EXERCISE OBJECTIVE
Search the listing for the string "below". Copy every line that has it.

DATA
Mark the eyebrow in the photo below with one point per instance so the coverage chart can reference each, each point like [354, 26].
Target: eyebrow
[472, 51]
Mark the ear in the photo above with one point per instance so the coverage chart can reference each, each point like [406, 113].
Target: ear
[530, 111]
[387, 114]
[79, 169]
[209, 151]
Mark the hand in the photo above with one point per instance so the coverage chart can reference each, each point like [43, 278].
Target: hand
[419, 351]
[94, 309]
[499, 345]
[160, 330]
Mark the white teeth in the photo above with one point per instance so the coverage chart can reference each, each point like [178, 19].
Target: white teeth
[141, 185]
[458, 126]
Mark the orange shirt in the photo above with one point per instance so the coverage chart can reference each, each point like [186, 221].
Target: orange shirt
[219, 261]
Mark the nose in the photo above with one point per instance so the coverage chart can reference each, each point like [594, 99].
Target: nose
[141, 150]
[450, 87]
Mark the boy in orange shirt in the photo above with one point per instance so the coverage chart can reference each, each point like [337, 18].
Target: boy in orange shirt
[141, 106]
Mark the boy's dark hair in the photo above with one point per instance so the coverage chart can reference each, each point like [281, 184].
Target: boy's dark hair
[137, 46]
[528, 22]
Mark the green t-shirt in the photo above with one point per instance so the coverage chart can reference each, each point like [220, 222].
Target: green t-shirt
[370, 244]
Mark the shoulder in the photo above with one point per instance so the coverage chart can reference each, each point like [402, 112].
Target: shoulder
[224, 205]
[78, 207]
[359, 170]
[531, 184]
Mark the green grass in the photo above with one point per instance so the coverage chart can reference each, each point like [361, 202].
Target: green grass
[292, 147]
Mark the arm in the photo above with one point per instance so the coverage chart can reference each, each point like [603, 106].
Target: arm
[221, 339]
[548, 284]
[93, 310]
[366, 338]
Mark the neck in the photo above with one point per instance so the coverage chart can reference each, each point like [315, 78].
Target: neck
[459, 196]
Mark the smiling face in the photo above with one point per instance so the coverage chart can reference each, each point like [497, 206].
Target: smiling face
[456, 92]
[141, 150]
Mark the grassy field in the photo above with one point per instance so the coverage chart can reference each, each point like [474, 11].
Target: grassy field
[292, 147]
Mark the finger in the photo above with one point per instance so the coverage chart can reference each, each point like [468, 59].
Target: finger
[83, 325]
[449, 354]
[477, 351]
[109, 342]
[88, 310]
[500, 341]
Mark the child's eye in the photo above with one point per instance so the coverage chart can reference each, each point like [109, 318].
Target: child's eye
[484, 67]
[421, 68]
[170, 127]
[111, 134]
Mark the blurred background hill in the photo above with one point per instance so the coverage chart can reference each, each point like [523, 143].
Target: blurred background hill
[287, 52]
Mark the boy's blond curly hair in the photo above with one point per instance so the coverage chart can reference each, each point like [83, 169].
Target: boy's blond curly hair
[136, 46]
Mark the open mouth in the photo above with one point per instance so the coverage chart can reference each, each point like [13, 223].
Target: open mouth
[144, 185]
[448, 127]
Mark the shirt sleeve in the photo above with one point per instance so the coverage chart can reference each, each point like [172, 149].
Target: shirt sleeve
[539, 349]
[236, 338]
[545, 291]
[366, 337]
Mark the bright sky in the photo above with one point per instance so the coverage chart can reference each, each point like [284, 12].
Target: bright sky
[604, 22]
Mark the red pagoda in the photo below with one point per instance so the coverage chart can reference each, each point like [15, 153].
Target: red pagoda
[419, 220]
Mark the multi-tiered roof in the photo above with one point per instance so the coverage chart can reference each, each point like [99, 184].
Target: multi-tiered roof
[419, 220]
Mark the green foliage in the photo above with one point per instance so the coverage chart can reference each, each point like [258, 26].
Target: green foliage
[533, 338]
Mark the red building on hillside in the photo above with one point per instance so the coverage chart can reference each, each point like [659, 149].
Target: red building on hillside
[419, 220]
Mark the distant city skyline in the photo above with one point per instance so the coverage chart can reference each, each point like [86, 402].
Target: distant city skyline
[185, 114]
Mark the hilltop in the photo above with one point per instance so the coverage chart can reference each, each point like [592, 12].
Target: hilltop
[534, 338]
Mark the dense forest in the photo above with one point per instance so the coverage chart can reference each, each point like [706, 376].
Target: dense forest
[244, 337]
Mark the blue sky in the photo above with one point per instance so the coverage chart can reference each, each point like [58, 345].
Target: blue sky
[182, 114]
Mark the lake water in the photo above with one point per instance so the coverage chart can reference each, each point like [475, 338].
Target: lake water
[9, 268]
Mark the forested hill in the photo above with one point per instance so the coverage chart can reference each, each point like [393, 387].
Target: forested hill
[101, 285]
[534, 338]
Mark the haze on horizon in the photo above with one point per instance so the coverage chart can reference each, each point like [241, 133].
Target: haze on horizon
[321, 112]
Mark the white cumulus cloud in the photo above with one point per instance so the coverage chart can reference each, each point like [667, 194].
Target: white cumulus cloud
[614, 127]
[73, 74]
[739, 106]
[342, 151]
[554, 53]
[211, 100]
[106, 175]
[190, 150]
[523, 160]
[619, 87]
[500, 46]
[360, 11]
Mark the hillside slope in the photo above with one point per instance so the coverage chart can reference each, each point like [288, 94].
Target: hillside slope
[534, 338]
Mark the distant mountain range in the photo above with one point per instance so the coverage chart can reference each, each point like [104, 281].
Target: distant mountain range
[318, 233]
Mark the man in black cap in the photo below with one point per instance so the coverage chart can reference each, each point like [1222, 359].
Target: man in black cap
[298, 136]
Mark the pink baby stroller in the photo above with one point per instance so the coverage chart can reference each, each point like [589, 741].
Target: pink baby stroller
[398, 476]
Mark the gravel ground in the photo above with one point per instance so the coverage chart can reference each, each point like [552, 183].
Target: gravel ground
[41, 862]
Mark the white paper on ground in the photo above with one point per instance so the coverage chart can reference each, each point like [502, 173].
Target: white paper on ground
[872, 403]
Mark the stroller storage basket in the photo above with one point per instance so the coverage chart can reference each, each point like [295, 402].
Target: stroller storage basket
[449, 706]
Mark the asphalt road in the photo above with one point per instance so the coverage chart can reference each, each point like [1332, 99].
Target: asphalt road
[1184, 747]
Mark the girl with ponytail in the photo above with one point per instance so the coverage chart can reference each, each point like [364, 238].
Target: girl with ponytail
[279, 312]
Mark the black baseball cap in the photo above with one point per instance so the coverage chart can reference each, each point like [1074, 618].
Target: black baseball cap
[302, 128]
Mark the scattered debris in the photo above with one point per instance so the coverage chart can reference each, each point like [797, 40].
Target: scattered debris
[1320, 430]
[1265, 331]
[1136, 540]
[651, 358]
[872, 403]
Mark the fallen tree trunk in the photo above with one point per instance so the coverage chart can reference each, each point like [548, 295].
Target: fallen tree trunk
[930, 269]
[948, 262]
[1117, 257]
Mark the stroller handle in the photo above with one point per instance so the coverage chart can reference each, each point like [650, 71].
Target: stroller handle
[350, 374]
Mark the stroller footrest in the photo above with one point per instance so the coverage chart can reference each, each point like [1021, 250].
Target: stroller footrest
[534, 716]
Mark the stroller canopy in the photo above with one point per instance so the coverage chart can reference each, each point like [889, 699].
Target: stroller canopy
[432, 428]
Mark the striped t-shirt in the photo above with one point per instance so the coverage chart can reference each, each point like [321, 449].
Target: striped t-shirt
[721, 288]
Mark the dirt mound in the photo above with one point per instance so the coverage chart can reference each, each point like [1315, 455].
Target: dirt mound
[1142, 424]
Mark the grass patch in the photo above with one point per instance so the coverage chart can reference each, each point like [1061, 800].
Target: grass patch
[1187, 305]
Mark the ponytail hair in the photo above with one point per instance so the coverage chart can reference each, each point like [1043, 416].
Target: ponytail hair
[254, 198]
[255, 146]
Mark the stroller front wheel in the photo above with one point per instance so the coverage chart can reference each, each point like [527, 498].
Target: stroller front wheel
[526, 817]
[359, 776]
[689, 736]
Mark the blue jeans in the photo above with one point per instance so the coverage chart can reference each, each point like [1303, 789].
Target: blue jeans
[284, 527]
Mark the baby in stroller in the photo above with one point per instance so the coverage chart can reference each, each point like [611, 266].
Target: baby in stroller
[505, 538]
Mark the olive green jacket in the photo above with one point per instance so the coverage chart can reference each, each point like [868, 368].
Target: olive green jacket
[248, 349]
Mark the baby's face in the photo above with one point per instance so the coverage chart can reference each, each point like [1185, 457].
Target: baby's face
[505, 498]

TASK ANSWER
Mark the eyebrow in the photo below with one point per instance so the coverage chart can reference each, each point like [354, 26].
Mark the red pagoda in the photo below with one point per instance so the coverage chart can reference each, each point like [15, 153].
Mark the man in black cap in the photo below with one point per instance so the coverage chart can reference each, each point like [1222, 359].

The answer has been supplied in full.